--- SOURCE DATA ---

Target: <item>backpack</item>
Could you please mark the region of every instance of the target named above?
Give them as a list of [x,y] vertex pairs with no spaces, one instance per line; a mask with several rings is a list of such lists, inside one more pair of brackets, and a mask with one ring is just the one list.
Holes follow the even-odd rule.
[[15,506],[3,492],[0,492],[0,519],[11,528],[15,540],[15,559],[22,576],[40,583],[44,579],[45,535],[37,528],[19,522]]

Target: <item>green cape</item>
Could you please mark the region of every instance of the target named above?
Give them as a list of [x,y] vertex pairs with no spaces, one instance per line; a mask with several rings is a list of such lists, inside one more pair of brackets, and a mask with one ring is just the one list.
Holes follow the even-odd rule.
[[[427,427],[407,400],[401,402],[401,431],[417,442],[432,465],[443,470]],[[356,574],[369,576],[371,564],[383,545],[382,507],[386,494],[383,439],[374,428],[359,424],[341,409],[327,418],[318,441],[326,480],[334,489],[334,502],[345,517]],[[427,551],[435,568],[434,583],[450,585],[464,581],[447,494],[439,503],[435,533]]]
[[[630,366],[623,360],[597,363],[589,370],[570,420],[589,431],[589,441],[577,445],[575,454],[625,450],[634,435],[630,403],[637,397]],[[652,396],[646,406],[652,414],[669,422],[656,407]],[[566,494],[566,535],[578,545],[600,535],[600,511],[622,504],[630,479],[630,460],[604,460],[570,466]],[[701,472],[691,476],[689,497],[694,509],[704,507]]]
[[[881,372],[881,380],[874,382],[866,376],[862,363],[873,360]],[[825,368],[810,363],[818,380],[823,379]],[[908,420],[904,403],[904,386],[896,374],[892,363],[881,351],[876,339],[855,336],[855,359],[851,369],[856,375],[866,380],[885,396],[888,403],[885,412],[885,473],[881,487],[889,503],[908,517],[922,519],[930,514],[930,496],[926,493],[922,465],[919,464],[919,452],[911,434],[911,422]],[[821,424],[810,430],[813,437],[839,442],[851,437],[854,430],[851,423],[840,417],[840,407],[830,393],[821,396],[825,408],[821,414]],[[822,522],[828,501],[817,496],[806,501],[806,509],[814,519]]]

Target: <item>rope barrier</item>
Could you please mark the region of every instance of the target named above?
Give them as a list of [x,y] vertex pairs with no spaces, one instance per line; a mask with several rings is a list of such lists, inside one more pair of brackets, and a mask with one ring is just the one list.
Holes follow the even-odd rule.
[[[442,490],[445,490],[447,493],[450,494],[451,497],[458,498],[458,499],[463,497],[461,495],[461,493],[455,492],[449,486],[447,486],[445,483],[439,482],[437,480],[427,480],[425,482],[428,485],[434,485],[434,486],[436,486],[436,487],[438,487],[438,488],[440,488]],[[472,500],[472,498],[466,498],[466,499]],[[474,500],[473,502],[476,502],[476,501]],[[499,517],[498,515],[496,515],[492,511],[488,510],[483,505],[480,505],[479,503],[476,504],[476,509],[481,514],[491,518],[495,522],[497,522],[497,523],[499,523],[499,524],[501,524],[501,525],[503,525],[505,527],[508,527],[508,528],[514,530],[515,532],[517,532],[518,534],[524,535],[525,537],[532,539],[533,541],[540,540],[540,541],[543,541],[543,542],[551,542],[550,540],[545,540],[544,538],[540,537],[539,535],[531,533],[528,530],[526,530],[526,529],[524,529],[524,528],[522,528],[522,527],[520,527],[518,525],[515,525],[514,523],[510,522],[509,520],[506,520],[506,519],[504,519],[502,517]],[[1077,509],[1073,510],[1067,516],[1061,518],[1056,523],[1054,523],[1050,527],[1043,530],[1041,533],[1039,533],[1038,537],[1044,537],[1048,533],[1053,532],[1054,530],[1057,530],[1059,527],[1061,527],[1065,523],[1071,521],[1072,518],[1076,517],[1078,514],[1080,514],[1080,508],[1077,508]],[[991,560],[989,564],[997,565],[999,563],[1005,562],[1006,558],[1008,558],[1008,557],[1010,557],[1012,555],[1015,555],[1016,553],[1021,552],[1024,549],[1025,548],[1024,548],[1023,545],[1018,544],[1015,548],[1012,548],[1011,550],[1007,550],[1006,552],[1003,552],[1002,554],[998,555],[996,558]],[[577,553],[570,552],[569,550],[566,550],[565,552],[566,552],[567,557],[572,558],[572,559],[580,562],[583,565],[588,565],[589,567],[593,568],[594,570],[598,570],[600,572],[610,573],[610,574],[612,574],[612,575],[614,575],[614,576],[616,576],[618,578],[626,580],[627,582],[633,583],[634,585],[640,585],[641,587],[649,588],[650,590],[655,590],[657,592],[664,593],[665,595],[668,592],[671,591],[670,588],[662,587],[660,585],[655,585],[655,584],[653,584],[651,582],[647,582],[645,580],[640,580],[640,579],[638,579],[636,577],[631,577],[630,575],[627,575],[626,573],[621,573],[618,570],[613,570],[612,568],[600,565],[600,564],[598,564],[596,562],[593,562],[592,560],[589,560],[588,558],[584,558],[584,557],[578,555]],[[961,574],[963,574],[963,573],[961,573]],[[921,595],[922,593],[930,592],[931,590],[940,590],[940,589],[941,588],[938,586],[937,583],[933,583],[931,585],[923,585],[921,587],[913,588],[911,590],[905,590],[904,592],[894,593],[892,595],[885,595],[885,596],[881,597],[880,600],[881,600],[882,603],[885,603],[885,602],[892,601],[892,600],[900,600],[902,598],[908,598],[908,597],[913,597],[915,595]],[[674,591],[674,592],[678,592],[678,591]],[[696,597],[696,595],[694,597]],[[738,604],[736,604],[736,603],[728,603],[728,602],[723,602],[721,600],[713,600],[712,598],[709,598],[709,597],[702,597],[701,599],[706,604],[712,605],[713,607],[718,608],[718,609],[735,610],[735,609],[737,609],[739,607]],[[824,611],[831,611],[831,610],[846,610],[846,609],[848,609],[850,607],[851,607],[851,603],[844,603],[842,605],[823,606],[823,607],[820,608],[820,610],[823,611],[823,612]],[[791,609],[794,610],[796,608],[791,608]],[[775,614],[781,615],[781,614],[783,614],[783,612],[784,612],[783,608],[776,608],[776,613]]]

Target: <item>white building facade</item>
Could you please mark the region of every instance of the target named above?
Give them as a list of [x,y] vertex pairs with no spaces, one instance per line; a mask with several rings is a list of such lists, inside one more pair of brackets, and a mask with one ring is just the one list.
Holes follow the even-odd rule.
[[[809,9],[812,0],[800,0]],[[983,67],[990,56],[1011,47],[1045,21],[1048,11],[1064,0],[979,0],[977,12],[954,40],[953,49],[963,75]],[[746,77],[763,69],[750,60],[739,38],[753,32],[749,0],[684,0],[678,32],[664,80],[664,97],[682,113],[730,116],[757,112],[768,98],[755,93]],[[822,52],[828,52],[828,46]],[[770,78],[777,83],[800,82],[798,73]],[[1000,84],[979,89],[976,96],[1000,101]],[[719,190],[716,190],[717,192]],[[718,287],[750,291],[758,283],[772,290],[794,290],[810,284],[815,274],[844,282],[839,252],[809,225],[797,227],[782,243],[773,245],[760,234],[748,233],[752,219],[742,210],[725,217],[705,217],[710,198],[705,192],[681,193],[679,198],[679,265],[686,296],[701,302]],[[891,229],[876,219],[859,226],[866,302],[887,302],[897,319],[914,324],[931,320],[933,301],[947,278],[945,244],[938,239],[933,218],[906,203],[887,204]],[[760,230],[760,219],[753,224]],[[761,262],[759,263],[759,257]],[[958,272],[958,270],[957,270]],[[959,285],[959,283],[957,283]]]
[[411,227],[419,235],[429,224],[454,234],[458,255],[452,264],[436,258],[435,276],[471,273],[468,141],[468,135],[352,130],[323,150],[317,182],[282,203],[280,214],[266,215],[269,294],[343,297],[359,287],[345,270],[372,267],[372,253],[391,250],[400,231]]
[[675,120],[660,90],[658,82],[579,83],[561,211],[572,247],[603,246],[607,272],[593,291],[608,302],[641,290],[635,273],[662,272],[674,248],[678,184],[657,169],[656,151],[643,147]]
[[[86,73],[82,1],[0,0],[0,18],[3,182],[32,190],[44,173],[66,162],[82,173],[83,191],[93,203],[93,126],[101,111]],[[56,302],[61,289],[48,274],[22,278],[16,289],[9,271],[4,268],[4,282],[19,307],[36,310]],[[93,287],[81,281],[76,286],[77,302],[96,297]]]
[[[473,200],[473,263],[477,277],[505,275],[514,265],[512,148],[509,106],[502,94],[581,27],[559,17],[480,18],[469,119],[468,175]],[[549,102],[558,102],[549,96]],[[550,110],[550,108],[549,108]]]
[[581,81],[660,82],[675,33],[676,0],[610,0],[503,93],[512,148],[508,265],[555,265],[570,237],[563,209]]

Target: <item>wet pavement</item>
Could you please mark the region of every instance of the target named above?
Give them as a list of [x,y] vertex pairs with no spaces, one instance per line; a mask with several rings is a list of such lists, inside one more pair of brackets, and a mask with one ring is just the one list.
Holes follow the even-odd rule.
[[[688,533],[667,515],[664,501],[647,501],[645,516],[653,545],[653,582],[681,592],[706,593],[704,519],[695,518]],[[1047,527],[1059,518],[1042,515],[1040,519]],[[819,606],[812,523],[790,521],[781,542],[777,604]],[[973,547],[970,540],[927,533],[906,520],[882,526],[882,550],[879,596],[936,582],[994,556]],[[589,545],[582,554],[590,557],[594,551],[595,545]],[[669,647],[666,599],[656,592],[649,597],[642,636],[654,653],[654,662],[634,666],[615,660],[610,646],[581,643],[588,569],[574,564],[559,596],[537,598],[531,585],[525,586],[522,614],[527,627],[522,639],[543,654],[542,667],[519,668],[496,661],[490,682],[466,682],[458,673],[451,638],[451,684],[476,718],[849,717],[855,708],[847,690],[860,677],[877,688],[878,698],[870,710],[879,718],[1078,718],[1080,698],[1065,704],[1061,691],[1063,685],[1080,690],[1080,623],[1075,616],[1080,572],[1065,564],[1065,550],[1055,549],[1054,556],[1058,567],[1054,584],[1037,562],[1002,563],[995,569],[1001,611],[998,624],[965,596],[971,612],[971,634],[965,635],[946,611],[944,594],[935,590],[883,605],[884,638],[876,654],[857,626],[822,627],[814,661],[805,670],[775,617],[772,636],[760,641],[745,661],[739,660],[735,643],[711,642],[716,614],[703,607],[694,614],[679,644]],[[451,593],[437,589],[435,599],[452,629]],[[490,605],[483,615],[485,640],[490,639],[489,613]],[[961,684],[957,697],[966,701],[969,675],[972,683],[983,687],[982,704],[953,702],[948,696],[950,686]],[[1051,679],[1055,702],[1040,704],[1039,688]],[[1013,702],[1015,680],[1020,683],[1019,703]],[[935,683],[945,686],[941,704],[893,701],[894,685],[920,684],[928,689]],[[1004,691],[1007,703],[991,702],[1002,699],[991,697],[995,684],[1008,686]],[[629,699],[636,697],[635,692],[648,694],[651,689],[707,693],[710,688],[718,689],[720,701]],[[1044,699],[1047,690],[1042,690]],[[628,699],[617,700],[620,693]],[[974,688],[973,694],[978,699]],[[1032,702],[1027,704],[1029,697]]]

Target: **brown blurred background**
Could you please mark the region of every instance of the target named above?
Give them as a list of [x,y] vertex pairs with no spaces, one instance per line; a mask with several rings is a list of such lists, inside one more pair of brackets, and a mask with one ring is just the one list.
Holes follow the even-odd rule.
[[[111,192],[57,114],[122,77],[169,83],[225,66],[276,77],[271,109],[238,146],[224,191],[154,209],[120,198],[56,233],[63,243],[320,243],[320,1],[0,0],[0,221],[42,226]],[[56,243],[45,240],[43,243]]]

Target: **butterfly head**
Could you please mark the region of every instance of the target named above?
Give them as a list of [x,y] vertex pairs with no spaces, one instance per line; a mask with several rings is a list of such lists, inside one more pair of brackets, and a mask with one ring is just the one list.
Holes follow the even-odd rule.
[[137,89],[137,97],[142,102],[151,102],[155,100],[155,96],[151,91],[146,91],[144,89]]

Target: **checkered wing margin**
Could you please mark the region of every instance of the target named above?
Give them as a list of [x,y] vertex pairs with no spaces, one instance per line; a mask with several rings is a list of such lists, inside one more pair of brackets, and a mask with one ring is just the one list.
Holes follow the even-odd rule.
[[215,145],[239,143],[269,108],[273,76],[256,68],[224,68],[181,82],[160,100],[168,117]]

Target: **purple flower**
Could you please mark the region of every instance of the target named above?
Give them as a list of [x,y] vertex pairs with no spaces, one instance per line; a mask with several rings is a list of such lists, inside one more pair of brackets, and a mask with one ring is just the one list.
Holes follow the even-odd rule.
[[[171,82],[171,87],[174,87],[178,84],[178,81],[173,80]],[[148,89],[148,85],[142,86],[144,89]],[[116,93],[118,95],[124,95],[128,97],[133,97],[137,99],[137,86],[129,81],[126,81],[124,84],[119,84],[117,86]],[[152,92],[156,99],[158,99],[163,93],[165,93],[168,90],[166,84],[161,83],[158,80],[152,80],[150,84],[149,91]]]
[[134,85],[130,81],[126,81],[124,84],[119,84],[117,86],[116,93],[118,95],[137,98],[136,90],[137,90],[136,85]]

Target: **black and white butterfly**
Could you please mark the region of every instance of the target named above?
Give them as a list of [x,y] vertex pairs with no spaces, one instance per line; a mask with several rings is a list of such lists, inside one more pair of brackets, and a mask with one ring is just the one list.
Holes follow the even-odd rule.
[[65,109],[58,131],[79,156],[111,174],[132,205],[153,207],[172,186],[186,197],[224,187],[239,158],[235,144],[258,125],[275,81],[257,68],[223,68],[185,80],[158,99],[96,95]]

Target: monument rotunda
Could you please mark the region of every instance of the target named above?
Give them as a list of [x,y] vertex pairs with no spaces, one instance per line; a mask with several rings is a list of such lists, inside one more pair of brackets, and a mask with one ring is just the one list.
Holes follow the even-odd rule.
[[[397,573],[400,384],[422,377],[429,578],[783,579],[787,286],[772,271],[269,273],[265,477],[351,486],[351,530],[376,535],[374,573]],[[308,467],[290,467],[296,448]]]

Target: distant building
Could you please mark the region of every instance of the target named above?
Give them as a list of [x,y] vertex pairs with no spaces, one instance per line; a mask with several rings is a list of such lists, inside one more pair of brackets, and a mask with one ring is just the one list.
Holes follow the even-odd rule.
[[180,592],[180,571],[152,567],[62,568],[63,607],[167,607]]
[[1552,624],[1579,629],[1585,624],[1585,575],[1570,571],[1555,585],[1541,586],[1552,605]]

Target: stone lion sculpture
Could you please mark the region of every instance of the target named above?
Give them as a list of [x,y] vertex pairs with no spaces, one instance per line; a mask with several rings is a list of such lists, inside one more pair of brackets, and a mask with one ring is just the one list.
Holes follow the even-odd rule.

---

WHAT TO PRODUCE >> Return every line of the data above in which "white" appears.

EXPECTED ANSWER >>
Target: <item>white building facade</item>
Target: **black and white butterfly**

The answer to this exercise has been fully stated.